**Task objective**:
How many lines in the listing below contain the string "brick"? Reply with the number only.

**The data**:
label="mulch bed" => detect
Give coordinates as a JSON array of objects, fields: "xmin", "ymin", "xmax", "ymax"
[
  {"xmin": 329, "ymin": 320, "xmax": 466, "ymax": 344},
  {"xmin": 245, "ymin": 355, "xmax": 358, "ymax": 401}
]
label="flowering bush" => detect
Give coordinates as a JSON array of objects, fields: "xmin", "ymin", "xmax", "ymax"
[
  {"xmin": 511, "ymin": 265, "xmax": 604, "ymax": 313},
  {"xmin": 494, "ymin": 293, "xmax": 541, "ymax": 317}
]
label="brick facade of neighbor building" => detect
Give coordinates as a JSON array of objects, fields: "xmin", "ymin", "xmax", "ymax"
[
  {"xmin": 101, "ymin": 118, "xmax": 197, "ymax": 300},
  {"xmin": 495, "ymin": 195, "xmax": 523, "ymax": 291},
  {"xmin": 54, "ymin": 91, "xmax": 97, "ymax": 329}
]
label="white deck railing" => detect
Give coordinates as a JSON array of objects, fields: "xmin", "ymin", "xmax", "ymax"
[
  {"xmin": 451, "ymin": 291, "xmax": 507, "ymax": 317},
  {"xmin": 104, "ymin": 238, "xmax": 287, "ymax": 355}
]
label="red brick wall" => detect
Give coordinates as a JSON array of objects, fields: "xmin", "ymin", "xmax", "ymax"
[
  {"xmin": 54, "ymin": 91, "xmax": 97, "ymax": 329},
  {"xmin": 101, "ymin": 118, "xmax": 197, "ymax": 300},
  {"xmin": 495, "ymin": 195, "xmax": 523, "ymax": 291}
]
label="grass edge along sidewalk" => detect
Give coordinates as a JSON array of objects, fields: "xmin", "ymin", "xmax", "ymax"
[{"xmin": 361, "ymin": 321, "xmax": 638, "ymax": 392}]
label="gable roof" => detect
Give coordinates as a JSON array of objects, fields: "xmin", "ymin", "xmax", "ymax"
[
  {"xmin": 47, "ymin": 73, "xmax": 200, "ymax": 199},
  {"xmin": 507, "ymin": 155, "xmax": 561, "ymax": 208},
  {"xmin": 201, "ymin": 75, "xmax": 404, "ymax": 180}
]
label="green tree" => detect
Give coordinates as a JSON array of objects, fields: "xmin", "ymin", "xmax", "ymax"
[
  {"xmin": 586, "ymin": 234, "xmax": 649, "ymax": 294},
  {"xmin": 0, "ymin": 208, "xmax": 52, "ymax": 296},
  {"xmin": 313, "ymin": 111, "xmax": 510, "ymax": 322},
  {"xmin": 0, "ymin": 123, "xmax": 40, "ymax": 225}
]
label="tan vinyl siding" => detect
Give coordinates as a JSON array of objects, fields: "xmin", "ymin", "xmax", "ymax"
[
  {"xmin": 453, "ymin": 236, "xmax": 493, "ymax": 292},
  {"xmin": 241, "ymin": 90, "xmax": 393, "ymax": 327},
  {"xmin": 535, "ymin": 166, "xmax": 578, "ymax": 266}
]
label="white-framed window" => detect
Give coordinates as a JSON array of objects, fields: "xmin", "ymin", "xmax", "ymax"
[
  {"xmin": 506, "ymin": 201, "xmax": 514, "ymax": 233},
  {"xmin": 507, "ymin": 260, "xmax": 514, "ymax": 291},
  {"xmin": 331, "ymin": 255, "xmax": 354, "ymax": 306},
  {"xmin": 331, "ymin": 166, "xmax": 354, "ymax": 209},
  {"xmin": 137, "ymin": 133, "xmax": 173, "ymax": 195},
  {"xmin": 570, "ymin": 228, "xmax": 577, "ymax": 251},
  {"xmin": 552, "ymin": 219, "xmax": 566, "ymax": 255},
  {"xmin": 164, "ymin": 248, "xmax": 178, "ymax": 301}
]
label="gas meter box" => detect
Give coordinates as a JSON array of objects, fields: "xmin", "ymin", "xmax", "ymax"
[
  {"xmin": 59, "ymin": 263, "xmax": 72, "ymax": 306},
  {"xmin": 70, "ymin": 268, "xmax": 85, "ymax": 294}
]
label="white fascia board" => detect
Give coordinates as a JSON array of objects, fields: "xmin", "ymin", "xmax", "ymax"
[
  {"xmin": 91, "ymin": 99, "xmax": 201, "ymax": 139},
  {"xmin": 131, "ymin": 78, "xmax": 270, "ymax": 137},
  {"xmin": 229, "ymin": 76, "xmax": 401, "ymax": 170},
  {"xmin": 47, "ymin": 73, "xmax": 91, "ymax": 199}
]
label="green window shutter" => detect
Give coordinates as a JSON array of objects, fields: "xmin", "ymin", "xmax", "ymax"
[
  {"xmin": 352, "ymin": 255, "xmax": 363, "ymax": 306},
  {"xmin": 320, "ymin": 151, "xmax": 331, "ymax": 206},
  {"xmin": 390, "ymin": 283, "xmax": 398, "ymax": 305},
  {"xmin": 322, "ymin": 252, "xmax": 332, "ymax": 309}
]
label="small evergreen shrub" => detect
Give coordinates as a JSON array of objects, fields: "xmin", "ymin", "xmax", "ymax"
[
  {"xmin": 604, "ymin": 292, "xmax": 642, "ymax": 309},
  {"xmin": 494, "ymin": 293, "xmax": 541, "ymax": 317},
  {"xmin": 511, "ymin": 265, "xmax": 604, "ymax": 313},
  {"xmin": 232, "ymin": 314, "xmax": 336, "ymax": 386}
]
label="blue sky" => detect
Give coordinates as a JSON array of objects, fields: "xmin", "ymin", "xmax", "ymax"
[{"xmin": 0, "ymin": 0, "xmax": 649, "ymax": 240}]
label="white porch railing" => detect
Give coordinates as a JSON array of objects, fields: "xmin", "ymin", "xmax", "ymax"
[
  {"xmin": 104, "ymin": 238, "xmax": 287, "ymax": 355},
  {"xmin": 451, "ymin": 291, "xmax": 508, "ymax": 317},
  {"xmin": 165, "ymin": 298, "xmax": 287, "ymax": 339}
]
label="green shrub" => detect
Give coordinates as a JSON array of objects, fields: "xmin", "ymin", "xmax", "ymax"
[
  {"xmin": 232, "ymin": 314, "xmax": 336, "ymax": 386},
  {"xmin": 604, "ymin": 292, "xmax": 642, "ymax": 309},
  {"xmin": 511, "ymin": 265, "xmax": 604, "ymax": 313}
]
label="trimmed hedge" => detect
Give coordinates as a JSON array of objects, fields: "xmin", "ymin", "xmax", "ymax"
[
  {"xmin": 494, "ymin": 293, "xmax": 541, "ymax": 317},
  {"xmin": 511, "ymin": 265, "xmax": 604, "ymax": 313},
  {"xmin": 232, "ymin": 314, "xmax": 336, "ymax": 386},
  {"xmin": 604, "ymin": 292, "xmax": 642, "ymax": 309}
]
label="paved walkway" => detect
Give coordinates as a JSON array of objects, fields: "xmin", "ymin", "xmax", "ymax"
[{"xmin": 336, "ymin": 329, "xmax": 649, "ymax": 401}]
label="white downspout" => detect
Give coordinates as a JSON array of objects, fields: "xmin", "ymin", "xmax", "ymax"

**Written answer**:
2